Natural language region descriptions
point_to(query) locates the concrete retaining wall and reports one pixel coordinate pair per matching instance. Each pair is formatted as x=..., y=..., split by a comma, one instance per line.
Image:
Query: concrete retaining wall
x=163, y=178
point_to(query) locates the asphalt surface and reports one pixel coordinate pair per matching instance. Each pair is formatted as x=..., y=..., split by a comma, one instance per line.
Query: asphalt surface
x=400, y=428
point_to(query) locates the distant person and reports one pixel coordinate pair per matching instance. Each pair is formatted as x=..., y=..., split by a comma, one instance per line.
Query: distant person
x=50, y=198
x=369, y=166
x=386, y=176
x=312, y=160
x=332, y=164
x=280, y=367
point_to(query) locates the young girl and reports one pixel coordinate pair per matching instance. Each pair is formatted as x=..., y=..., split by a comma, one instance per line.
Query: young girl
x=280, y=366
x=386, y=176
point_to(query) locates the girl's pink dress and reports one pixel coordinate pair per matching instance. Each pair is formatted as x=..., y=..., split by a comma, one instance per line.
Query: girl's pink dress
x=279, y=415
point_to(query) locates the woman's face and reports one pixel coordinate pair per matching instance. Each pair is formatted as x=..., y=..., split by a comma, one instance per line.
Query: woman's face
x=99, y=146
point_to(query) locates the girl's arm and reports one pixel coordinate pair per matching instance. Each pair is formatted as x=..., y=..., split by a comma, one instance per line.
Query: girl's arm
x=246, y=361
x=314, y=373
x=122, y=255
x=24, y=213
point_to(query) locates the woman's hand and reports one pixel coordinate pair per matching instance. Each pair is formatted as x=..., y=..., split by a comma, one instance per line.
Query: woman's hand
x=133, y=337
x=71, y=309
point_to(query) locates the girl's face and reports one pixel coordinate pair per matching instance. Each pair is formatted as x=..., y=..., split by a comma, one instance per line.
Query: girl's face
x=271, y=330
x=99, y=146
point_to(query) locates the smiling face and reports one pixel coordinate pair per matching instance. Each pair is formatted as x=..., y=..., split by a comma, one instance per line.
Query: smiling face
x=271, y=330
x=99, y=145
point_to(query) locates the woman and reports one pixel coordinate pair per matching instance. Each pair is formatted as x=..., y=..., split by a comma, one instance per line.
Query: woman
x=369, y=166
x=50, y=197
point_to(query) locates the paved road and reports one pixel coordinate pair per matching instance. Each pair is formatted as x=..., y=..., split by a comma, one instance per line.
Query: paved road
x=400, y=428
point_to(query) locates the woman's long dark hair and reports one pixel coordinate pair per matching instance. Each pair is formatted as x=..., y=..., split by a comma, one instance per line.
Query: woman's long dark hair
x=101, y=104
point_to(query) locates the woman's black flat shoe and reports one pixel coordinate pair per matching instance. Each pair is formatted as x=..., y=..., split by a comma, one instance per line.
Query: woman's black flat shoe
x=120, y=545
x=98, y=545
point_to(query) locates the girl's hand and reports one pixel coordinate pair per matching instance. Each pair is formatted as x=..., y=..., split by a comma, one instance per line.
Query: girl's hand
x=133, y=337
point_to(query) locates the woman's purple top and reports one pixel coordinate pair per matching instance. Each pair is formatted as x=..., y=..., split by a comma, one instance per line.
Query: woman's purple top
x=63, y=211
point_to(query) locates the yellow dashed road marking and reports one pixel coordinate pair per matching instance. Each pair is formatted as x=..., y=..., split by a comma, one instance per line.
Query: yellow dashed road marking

| Work item |
Keep every word the same and copy out all of the entries.

| Task result |
point_to(query) locates the concrete retaining wall and reports one pixel coordinate pair per matching instance. Each pair is formatted as x=..., y=..., split by a comma, one instance per line.
Image:
Query: concrete retaining wall
x=163, y=178
point_to(query) locates the asphalt surface and reports one pixel coordinate pair per matching instance. Each pair is formatted as x=..., y=..., split by a comma, one instance per line.
Query: asphalt surface
x=400, y=428
point_to(query) locates the distant person and reports one pixel coordinate pair per matching instance. Each pair is formatted as x=..., y=..., split by a comma, one instance per line.
Query: distant person
x=50, y=198
x=369, y=166
x=386, y=176
x=312, y=160
x=332, y=164
x=280, y=367
point_to(query) locates the young girl and reports one pixel coordinate pair per matching instance. Each pair is formatted as x=..., y=..., split by a comma, one instance per line.
Query: young girl
x=280, y=366
x=386, y=176
point_to(query) locates the girl's pink dress and reports one pixel coordinate pair per matching instance. Each pair is formatted as x=..., y=..., split by a comma, one instance per line.
Query: girl's pink dress
x=279, y=415
point_to(query) locates the woman's face and reports one pixel coordinate pair per matching instance. Each pair is formatted as x=..., y=..., split by a comma, one instance per line.
Query: woman's face
x=99, y=146
point_to(query) locates the girl's arm and reports one pixel coordinate pair per matching instance. Each pair is formatted as x=..., y=..., split by a comma, one instance per line.
Query: girl's arm
x=246, y=361
x=314, y=373
x=122, y=255
x=24, y=213
point_to(query) locates the woman's hand and reports one pixel coordinate pair per matching instance. Each pair is formatted as x=..., y=..., split by a comma, one instance per line.
Query: woman's hand
x=133, y=337
x=71, y=309
point_to(query) locates the girl's face and reports one pixel coordinate pair per matching instance. Each pair is formatted as x=..., y=..., split by a comma, one instance per line.
Query: girl's face
x=271, y=330
x=99, y=146
point_to(query) locates the smiling face and reports one pixel coordinate pair per matching instance. Each pair is formatted as x=..., y=..., split by a comma, one instance per line.
Query: smiling face
x=271, y=330
x=99, y=145
point_to(query) locates the woman and reports one pixel coordinate pair per matching instance. Each pair is formatted as x=..., y=..., split by a comma, one instance per line.
Query: woman
x=369, y=166
x=50, y=197
point_to(query) locates the paved road and reports one pixel coordinate pair per matching instance. Each pair is formatted as x=..., y=..., split by a comma, one instance per line.
Query: paved road
x=400, y=428
point_to(query) locates the woman's long dark hair and reports one pixel coordinate pair per matching instance. Each pair is formatted as x=..., y=..., split by a comma, one instance per line.
Query: woman's long dark hair
x=101, y=104
point_to(query) locates the woman's black flat shoe and reports one pixel coordinate pair per matching instance. Each pair is formatted as x=..., y=..., split by a comma, one instance per line.
Query: woman's black flat shoe
x=120, y=545
x=98, y=545
point_to(query) locates the girl's hand and reports one pixel coordinate pair per matching instance. Each pair is formatted as x=..., y=..., split by a comma, one instance per line.
Query: girl's hand
x=133, y=337
point_to(query) locates the woman's purple top and reports one pixel coordinate pair per matching instance. Each pair is formatted as x=..., y=..., split by a comma, one instance per line.
Query: woman's purple top
x=63, y=211
point_to(query) locates the yellow dashed road marking and reports one pixel coordinate pair per matching instance. Each pair is formatted as x=..., y=..., split by a comma, one instance per line.
Query: yellow dashed road marking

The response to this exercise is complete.